Stored data entries

_ _ _

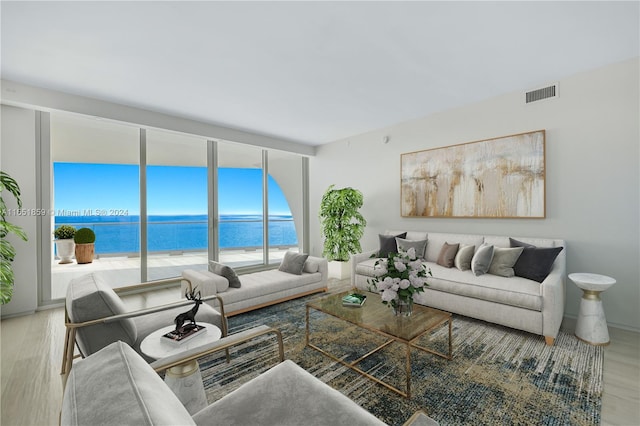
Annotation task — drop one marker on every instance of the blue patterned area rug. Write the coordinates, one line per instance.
(497, 375)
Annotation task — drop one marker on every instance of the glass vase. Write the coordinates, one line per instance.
(402, 307)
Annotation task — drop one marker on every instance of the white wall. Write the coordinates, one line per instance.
(592, 176)
(17, 157)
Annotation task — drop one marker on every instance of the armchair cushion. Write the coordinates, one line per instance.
(115, 386)
(90, 298)
(285, 395)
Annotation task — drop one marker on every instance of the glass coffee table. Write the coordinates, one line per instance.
(378, 318)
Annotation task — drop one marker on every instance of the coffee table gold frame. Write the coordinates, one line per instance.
(378, 318)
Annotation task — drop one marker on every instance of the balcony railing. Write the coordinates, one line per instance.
(118, 238)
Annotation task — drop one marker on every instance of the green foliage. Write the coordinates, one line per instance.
(64, 232)
(342, 225)
(84, 236)
(7, 251)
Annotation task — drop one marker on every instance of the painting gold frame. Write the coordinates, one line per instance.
(502, 177)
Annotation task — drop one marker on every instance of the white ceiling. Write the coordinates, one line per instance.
(310, 72)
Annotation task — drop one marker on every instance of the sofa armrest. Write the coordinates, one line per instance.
(219, 345)
(357, 258)
(323, 266)
(553, 297)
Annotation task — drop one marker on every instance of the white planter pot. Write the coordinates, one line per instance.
(339, 270)
(65, 250)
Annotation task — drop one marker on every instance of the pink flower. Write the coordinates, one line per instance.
(388, 295)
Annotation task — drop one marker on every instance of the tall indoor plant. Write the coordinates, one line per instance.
(7, 251)
(342, 224)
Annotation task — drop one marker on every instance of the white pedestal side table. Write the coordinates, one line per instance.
(592, 324)
(184, 380)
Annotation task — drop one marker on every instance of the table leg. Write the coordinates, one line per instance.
(185, 381)
(591, 326)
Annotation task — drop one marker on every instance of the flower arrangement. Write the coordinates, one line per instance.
(399, 277)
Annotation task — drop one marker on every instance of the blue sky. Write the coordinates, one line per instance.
(170, 190)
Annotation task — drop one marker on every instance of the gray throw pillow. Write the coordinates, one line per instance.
(463, 258)
(482, 260)
(225, 271)
(535, 263)
(388, 244)
(503, 261)
(418, 245)
(293, 263)
(447, 254)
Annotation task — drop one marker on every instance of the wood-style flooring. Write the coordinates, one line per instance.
(31, 349)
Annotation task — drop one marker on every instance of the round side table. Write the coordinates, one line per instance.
(592, 324)
(185, 380)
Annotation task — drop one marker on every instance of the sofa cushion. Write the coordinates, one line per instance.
(388, 244)
(285, 395)
(482, 259)
(293, 263)
(263, 283)
(447, 254)
(514, 291)
(368, 268)
(201, 280)
(90, 298)
(437, 240)
(116, 387)
(225, 271)
(534, 263)
(311, 265)
(418, 245)
(503, 261)
(463, 258)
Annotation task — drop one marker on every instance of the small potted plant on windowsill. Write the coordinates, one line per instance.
(342, 227)
(64, 242)
(85, 247)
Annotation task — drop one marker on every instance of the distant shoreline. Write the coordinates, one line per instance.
(121, 234)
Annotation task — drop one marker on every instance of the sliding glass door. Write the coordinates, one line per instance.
(176, 204)
(161, 202)
(95, 184)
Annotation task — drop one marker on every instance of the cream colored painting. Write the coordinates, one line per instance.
(495, 178)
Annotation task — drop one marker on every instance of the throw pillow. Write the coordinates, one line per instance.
(447, 254)
(225, 271)
(418, 245)
(482, 260)
(388, 244)
(503, 261)
(293, 263)
(463, 258)
(534, 263)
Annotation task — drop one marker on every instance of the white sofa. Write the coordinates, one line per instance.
(516, 302)
(257, 289)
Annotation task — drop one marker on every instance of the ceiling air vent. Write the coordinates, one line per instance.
(543, 93)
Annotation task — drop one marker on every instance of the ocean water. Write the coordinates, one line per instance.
(121, 234)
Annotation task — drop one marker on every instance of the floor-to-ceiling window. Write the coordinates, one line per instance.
(176, 204)
(285, 190)
(160, 202)
(95, 184)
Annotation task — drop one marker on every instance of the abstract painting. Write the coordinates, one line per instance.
(495, 178)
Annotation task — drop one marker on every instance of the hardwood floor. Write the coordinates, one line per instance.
(31, 350)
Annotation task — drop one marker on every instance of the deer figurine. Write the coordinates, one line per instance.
(190, 315)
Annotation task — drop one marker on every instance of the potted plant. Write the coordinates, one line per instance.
(342, 226)
(7, 251)
(85, 247)
(64, 242)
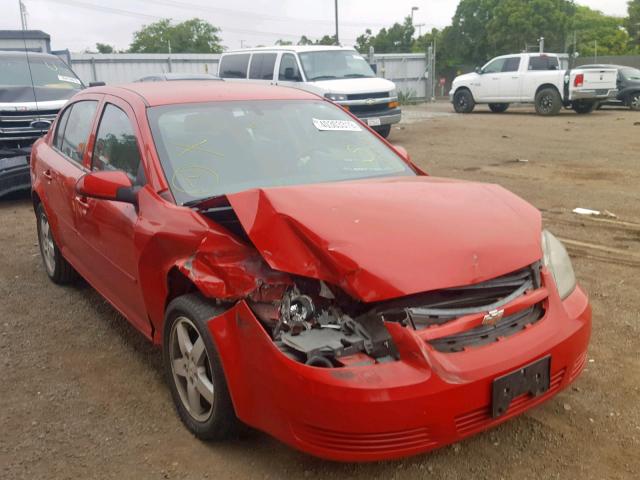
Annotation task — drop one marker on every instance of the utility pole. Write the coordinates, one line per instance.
(23, 15)
(337, 37)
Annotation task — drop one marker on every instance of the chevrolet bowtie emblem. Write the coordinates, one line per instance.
(493, 317)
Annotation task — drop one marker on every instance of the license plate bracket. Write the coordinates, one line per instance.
(533, 379)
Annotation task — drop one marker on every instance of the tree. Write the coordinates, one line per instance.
(190, 36)
(104, 48)
(397, 39)
(632, 23)
(592, 26)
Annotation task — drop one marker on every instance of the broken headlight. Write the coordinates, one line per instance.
(312, 325)
(557, 260)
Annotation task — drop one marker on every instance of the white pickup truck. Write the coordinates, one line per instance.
(539, 78)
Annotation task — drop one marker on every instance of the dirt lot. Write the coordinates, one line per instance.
(83, 395)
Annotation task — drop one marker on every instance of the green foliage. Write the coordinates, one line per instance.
(104, 48)
(396, 39)
(190, 36)
(592, 26)
(632, 24)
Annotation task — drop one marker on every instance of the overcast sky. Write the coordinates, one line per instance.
(79, 24)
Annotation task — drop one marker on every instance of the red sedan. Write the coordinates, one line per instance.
(301, 274)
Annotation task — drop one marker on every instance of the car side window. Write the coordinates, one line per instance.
(77, 129)
(495, 66)
(62, 123)
(262, 65)
(234, 66)
(543, 63)
(512, 64)
(116, 147)
(289, 69)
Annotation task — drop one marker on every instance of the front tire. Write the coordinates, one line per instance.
(548, 102)
(194, 371)
(384, 131)
(583, 108)
(463, 102)
(57, 268)
(498, 107)
(634, 101)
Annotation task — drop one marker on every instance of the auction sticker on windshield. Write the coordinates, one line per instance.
(336, 125)
(64, 78)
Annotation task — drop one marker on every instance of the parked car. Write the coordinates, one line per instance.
(33, 88)
(285, 259)
(628, 86)
(535, 78)
(339, 74)
(171, 77)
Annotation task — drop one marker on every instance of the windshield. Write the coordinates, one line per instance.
(331, 64)
(46, 73)
(631, 73)
(224, 147)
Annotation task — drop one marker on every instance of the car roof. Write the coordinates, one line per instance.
(187, 91)
(178, 76)
(291, 48)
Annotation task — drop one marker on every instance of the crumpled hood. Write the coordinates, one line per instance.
(355, 85)
(386, 238)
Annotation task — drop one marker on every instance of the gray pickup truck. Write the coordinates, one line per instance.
(33, 89)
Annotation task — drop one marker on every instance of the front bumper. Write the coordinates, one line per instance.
(425, 400)
(594, 94)
(14, 174)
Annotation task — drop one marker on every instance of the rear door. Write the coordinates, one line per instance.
(61, 167)
(262, 67)
(289, 73)
(108, 228)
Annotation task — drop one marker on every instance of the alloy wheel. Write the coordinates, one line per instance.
(191, 369)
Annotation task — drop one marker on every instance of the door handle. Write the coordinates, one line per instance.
(82, 202)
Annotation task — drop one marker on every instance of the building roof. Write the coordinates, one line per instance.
(292, 48)
(186, 91)
(26, 34)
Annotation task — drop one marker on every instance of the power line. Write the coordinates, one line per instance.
(130, 13)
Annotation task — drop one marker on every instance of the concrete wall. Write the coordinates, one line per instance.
(406, 70)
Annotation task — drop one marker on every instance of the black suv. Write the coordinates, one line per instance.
(628, 86)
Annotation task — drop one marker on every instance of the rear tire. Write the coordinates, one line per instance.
(582, 108)
(634, 101)
(194, 371)
(57, 268)
(384, 131)
(463, 102)
(548, 102)
(498, 107)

_ _ _

▶ **WHAT IS BEING ASKED**
Print nothing but the lines from the one that contains "handle. Write the coordinates, one line per instance." to the final line of the data, both included, exactly as they read.

▶ **ANSWER AREA**
Annotation task — drop one marker on every instance of the door handle. Write the coordinates, one line per instance.
(82, 202)
Annotation task — drop one marker on every instance of the building roof. Write the coordinates, one line per instance.
(292, 48)
(186, 91)
(26, 34)
Annotation task — drop one marker on every instance of the power line. Write the coordinates, one line per instance.
(130, 13)
Annotation task — drop one marker on every instance of the concrete wall. Write the coordinates, one line per instance.
(406, 70)
Annotation task — drop one marker on every instance of the black suv. Write the coordinates, one line per instance.
(628, 86)
Annotation task — drop one marker on every instance of the rear tire. Write the coordinates, one line per instance.
(582, 108)
(634, 101)
(194, 371)
(57, 268)
(384, 131)
(463, 102)
(548, 102)
(498, 107)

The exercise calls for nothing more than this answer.